(Data lines)
━━━━━━━━

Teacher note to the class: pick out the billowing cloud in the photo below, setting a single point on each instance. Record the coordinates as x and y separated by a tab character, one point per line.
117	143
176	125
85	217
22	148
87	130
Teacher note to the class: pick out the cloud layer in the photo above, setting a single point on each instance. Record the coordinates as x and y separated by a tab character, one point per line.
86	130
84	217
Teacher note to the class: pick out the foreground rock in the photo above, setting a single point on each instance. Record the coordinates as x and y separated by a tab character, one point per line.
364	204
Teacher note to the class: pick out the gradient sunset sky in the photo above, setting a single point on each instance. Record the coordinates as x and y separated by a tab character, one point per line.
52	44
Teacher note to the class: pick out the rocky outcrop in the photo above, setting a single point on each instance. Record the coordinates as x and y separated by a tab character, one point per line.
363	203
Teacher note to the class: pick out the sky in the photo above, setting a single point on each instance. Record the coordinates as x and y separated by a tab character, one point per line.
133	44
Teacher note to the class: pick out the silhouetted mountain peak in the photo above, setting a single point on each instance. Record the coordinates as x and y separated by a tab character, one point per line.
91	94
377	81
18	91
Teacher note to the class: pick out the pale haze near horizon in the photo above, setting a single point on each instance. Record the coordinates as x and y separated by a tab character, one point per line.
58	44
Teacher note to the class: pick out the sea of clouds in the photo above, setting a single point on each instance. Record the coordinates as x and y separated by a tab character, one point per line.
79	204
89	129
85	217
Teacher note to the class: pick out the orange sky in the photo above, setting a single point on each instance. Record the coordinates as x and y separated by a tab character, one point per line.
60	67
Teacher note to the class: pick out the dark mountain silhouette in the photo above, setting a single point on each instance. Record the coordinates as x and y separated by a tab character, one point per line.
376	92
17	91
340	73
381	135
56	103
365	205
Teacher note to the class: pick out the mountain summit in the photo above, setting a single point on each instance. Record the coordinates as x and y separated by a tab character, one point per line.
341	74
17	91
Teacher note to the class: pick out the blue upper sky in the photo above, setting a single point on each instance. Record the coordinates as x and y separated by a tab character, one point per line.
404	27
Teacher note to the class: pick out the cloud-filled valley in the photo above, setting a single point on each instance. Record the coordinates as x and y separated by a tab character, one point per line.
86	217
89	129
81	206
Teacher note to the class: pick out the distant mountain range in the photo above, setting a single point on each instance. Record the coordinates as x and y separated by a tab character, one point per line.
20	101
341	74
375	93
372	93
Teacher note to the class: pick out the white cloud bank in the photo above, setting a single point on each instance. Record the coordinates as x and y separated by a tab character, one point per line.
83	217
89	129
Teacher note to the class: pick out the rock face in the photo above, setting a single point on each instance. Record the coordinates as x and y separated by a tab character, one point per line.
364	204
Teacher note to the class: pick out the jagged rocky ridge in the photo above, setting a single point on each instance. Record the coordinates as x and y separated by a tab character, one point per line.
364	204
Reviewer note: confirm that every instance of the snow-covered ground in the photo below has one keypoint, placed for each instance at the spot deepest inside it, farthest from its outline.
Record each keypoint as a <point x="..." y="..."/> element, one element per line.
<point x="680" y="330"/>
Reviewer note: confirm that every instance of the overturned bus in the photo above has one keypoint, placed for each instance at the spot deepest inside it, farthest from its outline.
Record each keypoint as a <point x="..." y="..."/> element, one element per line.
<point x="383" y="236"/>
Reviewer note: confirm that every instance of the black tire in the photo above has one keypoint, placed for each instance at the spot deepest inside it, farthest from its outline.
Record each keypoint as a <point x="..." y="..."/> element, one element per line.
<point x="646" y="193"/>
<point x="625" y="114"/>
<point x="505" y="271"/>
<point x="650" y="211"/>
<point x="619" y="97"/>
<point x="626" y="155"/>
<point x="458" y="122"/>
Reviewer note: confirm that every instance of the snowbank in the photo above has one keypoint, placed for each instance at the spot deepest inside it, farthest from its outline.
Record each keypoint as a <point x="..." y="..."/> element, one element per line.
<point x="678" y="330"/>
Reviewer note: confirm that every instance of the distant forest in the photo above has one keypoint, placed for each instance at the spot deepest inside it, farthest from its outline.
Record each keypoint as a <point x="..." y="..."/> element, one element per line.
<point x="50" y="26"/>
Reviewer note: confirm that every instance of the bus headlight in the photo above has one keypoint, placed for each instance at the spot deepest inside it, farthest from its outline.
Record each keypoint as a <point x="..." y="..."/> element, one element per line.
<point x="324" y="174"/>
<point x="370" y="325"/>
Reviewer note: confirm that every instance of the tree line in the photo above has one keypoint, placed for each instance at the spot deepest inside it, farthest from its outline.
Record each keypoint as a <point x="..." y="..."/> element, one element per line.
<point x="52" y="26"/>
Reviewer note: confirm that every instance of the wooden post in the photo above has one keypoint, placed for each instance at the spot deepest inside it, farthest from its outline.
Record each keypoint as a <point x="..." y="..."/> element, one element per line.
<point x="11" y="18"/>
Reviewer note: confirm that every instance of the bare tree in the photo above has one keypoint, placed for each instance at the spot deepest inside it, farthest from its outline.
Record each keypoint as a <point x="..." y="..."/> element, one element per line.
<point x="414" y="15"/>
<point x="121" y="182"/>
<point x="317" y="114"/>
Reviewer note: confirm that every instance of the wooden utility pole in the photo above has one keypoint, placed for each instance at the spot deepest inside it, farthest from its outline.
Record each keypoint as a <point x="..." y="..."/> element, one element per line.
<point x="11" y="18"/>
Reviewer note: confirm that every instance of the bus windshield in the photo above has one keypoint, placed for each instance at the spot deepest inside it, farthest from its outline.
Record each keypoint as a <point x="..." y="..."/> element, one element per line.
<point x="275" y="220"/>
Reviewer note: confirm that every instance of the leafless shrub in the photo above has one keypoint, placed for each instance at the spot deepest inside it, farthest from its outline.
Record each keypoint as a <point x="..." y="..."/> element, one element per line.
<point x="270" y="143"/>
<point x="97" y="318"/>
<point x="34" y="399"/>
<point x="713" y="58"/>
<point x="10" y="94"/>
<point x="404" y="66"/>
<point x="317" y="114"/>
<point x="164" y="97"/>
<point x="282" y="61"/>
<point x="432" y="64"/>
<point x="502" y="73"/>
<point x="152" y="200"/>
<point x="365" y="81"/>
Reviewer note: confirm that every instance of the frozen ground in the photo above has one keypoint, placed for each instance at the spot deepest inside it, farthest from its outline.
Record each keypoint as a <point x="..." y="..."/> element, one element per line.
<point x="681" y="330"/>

━━━━━━━━

> **TASK STATEMENT**
Rewrite every item above, switching "Teacher note" to "Instructor note" wherever it occurs and leaving everything else unchanged.

> **ANSWER FOR THE TASK**
Instructor note to the class: pick out the billowing cloud in the photo below, setting a single point on each instance. Record the coordinates as x and y separated by a tab character, one point per line.
117	143
176	125
85	217
22	148
87	130
Instructor note to the class: pick out the cloud layer in the photo above, setting a single point on each instance. Record the coordinates as x and y separated by a tab character, one point per line.
86	130
84	217
Instructor note to the class: pick out the foreground rock in the photo above, setting a single point on each instance. Record the coordinates as x and y separated by a tab character, one point per line.
364	204
Instructor note to the class: pick out the gradient sunset sky in the photo above, setting a single point on each instance. Record the coordinates as x and y separated by a tab character, one point per line.
52	44
Instructor note to the class: pick out the rocky outcrop in the photo above, setting a single point on each instance. Record the coordinates as x and y separated by a tab character, one point per line.
363	203
Instructor note to the class: pick out the sky in the photo above, setting a single point on each instance. Record the coordinates as x and y separated by a tab character, one point per line.
133	44
Instructor note to the class: pick out the silhouetted mountain peak in the photo above, setting a single point on each instance. Record the coordinates as x and y separated by a tab character, one point per line.
91	94
377	81
18	91
Instructor note to the class: pick out the pale haze near horizon in the photo above, setting a single point on each instance. Record the coordinates as x and y separated by a tab character, one point per line.
58	44
Instructor note to the class: pick out the sea of clouds in the photo above, setting a single point on each instance. Record the coordinates as x and y separated by a tab character, one point per line.
79	204
89	129
85	217
Instructor note to the class: pick out the orange sky in the photo above, setting a single point on each instance. Record the coordinates as x and y separated by a tab character, one point per line.
60	67
Instructor note to the class: pick out the dark mountain silhouette in the photo above, setting a single point on each instance. Record the coordinates as x and y separated by a tab character, one point per line.
376	92
17	91
340	73
381	135
56	103
365	205
Instructor note to the class: pick out the mountain summit in the photo above, setting a single point on each instance. Record the coordinates as x and y separated by a tab character, one point per line.
341	74
17	91
Instructor note to the class: pick out the blue upper sky in the photo above, setting a single point on each instance. Record the coordinates as x and y separated by a tab character, one point per line.
404	27
Instructor note to the class: pick out the cloud-filled valley in the photo above, setting a single point on each instance. Record the coordinates as x and y separated by a tab character, one point per line.
86	217
89	129
81	206
Instructor note to the class: pick out the distant mountain range in the photo above, setting a single point on each instance. Record the coordinates as x and y separated by a tab character, one point per line.
20	101
341	74
375	93
372	93
Instructor note to the class: pick out the white cloud bank in the photo above, setting a single point on each instance. Record the coordinates as x and y separated by a tab character, one point per line.
83	217
89	129
Instructor note to the class: pick out the rock face in the photo above, setting a single point on each instance. Record the coordinates as x and y separated by a tab character, one point per line.
364	204
Instructor note to the class: pick out the jagged rocky ridge in the photo above, setting a single point on each instance. Record the coordinates as x and y separated by a tab character, one point per line.
364	204
Reviewer note: confirm that every instance of the snow-covered ground in the photo below has one keypoint, placed for each instance at the spot deepest inside it, farthest from its outline.
Record each keypoint as a <point x="..." y="..."/> element, one element per line.
<point x="680" y="330"/>
Reviewer note: confirm that every instance of the overturned bus in the photo above has one keypoint, placed for each instance at the spot deepest inside it, farthest from its outline.
Record each keypoint as a <point x="..." y="..."/> element, one element per line.
<point x="383" y="236"/>
Reviewer note: confirm that every instance of the black tire in the photo above has one keypoint, placed for each instance at the spot deepest inside it, farthest from its outline.
Record each keypoint as a <point x="..." y="..."/> element, one element per line.
<point x="646" y="193"/>
<point x="625" y="114"/>
<point x="505" y="271"/>
<point x="650" y="211"/>
<point x="619" y="97"/>
<point x="626" y="155"/>
<point x="458" y="122"/>
Reviewer note: confirm that every instance of the snowbank in the photo above has one keypoint, placed for each instance at the spot deepest inside it, farthest from its outline.
Record each keypoint as a <point x="..." y="..."/> element, one element per line.
<point x="678" y="330"/>
Reviewer note: confirm that every instance of the distant forest in the photo above has one keypoint, placed for each instance at the spot deepest inside it, farthest from its outline.
Record each keypoint as a <point x="..." y="..."/> element, one element per line.
<point x="50" y="26"/>
Reviewer note: confirm that every instance of the bus headlight in the photo above has one keypoint, placed for each instance at the spot deepest inside it, farthest from its outline.
Record each keypoint as a <point x="..." y="..."/> element, one element per line.
<point x="324" y="174"/>
<point x="370" y="325"/>
Reviewer note: confirm that every instance of the tree line in the photo above has one keypoint, placed for each instance at the spot deepest inside it, farthest from its outline.
Record each keypoint as a <point x="..." y="..."/> element, one element per line.
<point x="52" y="26"/>
Reviewer note: confirm that every instance of the wooden post in the photo above has one keypoint, placed for each instance at the spot deepest inside it, farthest from its outline.
Record each keypoint as a <point x="..." y="..."/> element, one element per line.
<point x="11" y="18"/>
Reviewer note: confirm that every instance of the bare tree in the photo above has one keypoint, placed for each instance at the spot deepest inside it, farthest from its outline.
Record each keypoint as a <point x="..." y="..."/> element, one element per line.
<point x="414" y="15"/>
<point x="121" y="182"/>
<point x="317" y="114"/>
Reviewer note: confirm that every instance of the wooden utility pole in the photo above has one keypoint, placed for each instance at the spot deepest inside it, farthest from its outline.
Record each keypoint as a <point x="..." y="..."/> element, one element per line.
<point x="11" y="18"/>
Reviewer note: confirm that every instance of the bus windshield in the photo above has one keypoint, placed for each instance at the spot deepest inside it, farthest from its outline.
Record each keypoint as a <point x="..." y="..."/> element, one element per line.
<point x="275" y="220"/>
Reviewer note: confirm that every instance of the leafless shrub in the photo above has one keypoint, placed for each instance at the spot deepest inside it, farthest from its outline.
Record each keypoint as a <point x="..." y="..."/> element, one element per line.
<point x="270" y="143"/>
<point x="97" y="318"/>
<point x="34" y="399"/>
<point x="713" y="58"/>
<point x="10" y="94"/>
<point x="404" y="66"/>
<point x="317" y="114"/>
<point x="164" y="97"/>
<point x="282" y="61"/>
<point x="432" y="64"/>
<point x="502" y="73"/>
<point x="152" y="200"/>
<point x="365" y="81"/>
Reviewer note: confirm that every instance of the frozen ground in the photo above has one keypoint, placed for each instance at the spot deepest inside it, farthest from its outline.
Record each keypoint as a <point x="..." y="..."/> element, one element per line.
<point x="681" y="330"/>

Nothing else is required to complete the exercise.